## TEXT SEGMENT

::::

Watching the News is Way Worse than I-Dosing
Scientific Framing

Science v. Science-Fiction

Most of what we hear from mainstream scientists is best understood as science-fiction - though since scientists hide the fictional aspect of their stories, we should call them liars.  For decades have doctors and other scientists claimed that, "Steroids don't work."  Even when the Eastern Europeans were dominating Olympic sports, doctors wrote in their bible - the Physicians Desk Reference - that anabolic steroids do not enhance athletic performance.  

Would anyone today agree with that claim, made as late as the early-80s?  If not, then why believe what doctors are claiming today, instead of envisioning what the established truth will be tomorrow?  Today's lie that will be tomorrow's truth is human growth hormone (HGH).

Doctors today claim that human growth hormone "doesn't work."  Here is what the respected (not by me) Mayo Clinic writes about HGH:

Studies of healthy adults taking human growth hormone are limited. Although it appears that human growth hormone injections can increase muscle mass and reduce the amount of body fat in healthy older adults, the increase in muscle doesn't translate into increased strength. In fact, researchers have found that strength training is a cheaper, more effective way to increase muscle mass and strength.

To look like Sylvester Stallone, you need only hit the gym 3 days each week?  That is a laughable claim to anyone who actually lifts weights.  It is also a laughable claim to anyone who has studied the science - as opposed to listening to scientists - of human growth hormone.  Yet that is what Mayo says.

It's not always obvious to laypersons, but to understand science, you must understand morality.  Mayo is not making scientific claims.  It is making moral judgments.  Read this line, for example:

Synthetic human growth hormone, which must be injected, is available only by prescription. It's approved to treat adults who have true growth hormone deficiency — not the expected decline in growth hormone due to aging.

Well, why not?  It is a scientific fact - that needs no explanation to any many over 40 - that levels of human growth hormone and testosterone decline with age.  Isn't that a bad thing?

::::

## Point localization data

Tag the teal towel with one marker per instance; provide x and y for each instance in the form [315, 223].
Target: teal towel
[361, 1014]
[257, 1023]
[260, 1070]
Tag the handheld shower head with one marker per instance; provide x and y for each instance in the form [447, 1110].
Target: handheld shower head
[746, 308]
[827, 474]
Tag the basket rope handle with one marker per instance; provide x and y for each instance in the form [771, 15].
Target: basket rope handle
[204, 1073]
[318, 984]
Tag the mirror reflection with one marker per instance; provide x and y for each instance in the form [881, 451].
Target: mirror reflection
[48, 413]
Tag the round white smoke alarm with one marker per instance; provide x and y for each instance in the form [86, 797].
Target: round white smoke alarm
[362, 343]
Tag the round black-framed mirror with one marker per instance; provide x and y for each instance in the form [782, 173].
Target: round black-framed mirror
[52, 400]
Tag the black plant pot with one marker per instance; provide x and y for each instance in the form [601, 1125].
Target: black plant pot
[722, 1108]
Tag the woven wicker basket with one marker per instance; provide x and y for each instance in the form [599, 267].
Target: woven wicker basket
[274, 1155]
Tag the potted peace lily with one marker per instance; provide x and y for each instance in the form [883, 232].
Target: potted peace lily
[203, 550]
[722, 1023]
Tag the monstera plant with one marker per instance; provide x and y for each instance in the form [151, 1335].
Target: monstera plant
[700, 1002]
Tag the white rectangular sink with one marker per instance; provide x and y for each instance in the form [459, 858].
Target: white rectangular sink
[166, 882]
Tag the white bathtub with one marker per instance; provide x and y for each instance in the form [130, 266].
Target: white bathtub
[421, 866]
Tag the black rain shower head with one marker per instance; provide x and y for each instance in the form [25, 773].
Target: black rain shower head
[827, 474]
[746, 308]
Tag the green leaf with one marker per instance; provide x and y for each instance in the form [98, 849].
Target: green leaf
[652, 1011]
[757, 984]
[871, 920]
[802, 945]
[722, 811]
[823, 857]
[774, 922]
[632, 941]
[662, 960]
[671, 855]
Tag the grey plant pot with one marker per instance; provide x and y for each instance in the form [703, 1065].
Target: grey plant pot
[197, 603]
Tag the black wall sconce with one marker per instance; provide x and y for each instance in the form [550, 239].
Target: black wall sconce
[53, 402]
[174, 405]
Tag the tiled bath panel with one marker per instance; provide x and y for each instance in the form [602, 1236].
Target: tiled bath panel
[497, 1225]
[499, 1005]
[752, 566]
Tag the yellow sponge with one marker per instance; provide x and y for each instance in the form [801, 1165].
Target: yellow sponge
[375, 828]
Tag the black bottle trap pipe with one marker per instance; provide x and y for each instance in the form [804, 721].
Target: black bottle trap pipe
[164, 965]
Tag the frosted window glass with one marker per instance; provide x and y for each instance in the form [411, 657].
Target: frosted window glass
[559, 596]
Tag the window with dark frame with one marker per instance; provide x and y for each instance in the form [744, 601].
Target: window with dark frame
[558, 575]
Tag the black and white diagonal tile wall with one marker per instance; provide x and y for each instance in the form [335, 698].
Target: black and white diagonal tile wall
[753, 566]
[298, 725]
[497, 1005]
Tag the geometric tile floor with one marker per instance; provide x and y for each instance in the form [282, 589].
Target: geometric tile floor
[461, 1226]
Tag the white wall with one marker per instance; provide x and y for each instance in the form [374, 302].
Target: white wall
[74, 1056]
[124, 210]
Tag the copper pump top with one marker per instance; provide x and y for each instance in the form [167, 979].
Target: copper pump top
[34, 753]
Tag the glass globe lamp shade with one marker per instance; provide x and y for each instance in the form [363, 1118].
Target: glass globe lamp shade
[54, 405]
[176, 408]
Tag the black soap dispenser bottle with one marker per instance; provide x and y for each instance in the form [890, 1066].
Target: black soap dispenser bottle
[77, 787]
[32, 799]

::::

## LIST OF TASKS
a. Do these statements agree with the essay on growth hormone? Answer yes or no for each, and quote the words from the essay that settle it.
(i) According to the Mayo Clinic, the muscle that healthy older adults gain from human growth hormone injections makes them stronger.
(ii) Doctors wrote in the Physicians Desk Reference that anabolic steroids do not enhance athletic performance.
(iii) Synthetic human growth hormone can be obtained without a prescription.
b. Resume the essay on growth hormone, starting right after its last sentence.

## ANSWERS IN ORDER
a.
(i) No: "the increase in muscle doesn't translate into increased strength."
(ii) Yes: "doctors wrote in their bible - the Physicians Desk Reference - that anabolic steroids do not enhance athletic performance."
(iii) No: "is available only by prescription."

b.
No.  Scientists have made the aesthetic and moral judgment that "growing old" is "natural."  This is the naturalistic fallacy.  Not everything that is natural is good.  Cancer is natural.  Chemotherapy is unnatural.   If you get cancer, do you just die?

Yet because scientists have made the value judgment that growing old - which means slowing decaying until physical weakness and dementia set in - they denigrate HGH.  They denigrate by first lying about its effectiveness.  They also denigrate HGH by labelling natural-and-expected effects as side effects.  

HGH leads to increased muscle mass, less fat mass, and stronger bones and joints.  Indeed, one "side effect" to HGH use is joint pain.  Your hands and shoulders hurt for a few months, because your body is generating more cartilage.  Thus, the joint pain is not a side effect, but rather is the natural "growing pains" one should expect when generating new tissue.

Yet the lies will persist.  People will attempt to argue with me, by citing the Mayo Clinic.  (I no longer argue with anyone about anything unless they can prove they've conducted 20 hours of independent research. )

Whatever one's aesthetic viewpoint, consider this: Stallone does not look like this because of whey protein and egg white omelettes.  Instead, he's using the same stuff that mainstream doctors claim "doesn't work," or has too many "side effects."